• [Page text]:

I just found on my bookshelf two books - Euripides I and Euripides II, The Complete Greek Tragedies.  Think I have had them since the 50s.  Edited by Richmond Lattimore.  Alcestis, The Medea, The Heracleidae, Hippolytus, The Cyclops and Heracles, Iphigenia in Tauris, and Helen.  Don't know if they are still in print.

http://ancienthistory.about.com/od/greektheater/a/051210GreekPlays.htm
Site with downloads of Greek plays.

Gumtree

  • Posts: 2741
Re: The Classics Book Club
« Reply #132 on: January 05, 2011, 05:53:29 AM »
H'mm - Yes, which Greek play to actually nominate is quite a puzzle - We haven't mentioned Aeschylus yet - I have his Agamemnon translated by Richard Lattimore which is part of the Oresteia trilogy - the others are The Libation Bearers and The Eumenides He is also credited with having written Prometheus Bound but the authorship is somewhat disputed-

And what about the other plays in Sophocles' Theban trilogy - Oedipus The King, and Oedipus at Colunnus...

Any of these including those by Euripides would give us quite a workout.

Maybe we need a board just for the Greek plays  :D :D  I'm joking Ginny, I'm joking!

Reading is an art and the reader an artist. Holbrook Jackson

Babi

  • Posts: 6732
Re: The Classics Book Club
« Reply #133 on: January 05, 2011, 09:52:58 AM »
 I was probably too young and naive when I first read "The Golden Ass", but what the reviewer calls 'ribald' struck me as shocking. If I read it today, after all Hollywood has seen fit to film, it would likely seem mild.

• [Dataset rows]:

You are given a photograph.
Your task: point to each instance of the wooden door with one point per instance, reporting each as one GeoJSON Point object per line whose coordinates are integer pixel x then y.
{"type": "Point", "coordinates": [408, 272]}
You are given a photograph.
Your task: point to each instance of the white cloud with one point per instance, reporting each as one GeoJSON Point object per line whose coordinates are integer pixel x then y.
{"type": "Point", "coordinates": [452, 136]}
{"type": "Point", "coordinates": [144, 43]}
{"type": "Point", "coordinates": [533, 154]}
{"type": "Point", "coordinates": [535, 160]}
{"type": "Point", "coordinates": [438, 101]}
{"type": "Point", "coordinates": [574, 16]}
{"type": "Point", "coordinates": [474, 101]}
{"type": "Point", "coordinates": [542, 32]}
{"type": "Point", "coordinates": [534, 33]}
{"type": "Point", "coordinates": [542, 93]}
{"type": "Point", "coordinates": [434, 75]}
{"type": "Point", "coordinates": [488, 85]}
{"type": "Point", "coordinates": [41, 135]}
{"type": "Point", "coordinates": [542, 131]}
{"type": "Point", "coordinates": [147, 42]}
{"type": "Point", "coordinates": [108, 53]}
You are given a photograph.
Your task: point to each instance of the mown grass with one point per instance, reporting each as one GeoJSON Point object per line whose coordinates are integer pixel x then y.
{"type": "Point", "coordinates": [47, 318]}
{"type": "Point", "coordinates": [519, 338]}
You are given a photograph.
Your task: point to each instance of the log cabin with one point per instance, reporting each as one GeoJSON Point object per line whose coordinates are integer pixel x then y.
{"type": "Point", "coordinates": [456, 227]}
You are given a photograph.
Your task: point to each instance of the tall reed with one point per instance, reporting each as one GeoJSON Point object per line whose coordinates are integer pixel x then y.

• [Jobs]:
a – Answer these questions using the Classics Book Club thread:
(i) Who edited the two Euripides volumes found on the bookshelf?
(ii) Which two plays complete the Oresteia trilogy along with Agamemnon?
(iii) Which book did Babi find shocking on a first reading?
b – Summarize the Classics Book Club thread in two sentences.
c – Extend the Classics Book Club thread, picking up after Babi's post about "The Golden Ass."

• [Outputs by task]:
a –
(i) Richmond Lattimore
(ii) The Libation Bearers and The Eumenides
(iii) "The Golden Ass"

b – One poster in the Classics Book Club thread describes finding two Euripides volumes edited by Richmond Lattimore, and Gumtree says that picking a Greek play to nominate is a puzzle, pointing to Aeschylus and the other plays in Sophocles' Theban trilogy. Babi recalls that "The Golden Ass" seemed shocking on a first reading but would likely seem mild today.

c –
Quote
"tragedy, he states, seeks to imitate the matters of superior people, while comedy seeks to imitate the matters of inferior people."
This comment from the review of Aristotle's Poetics
brought back to me a scene from a Dickens novel (don't recall which one)
that truly angered me at the time.  A lady is mourning the loss of her son.
 The leading character mentions to her (as best I recall) that a fisherman lost his daughter in the attempt to save him. She waves this away with
the comment that, of course, those classes of people don't feel things the
way genteel people do.  Grrr!!

"I go to books and to nature as a bee goes to the flower, for a nectar that I can make into my own honey."  John Burroughs

Gumtree

  • Posts: 2741
Re: The Classics Book Club
« Reply #134 on: January 05, 2011, 10:20:27 AM »
Hi Babi - yes, the Greeks went along with the idea that only the upper echelon or superior beings could know tragedy - a case of 'the bigger they are the harder they fall'

It is an idea that has long been perpetrated by writers and their audiences alike though from time to time some of the great playwrights have written to the contrary by placing the ordinary man in a situation where the end is inevitable - Anouilh did so in the scenario of WWII Resistance but I'm not sure he really believed it because he drew so heavily on Sophocles. Of course Arthur Miller's Willie Loman and John Proctor are prime examples of the tragic. Arthur Miller's essays on the subject make worthwhile reading for anyone interested in tragedy as a genre.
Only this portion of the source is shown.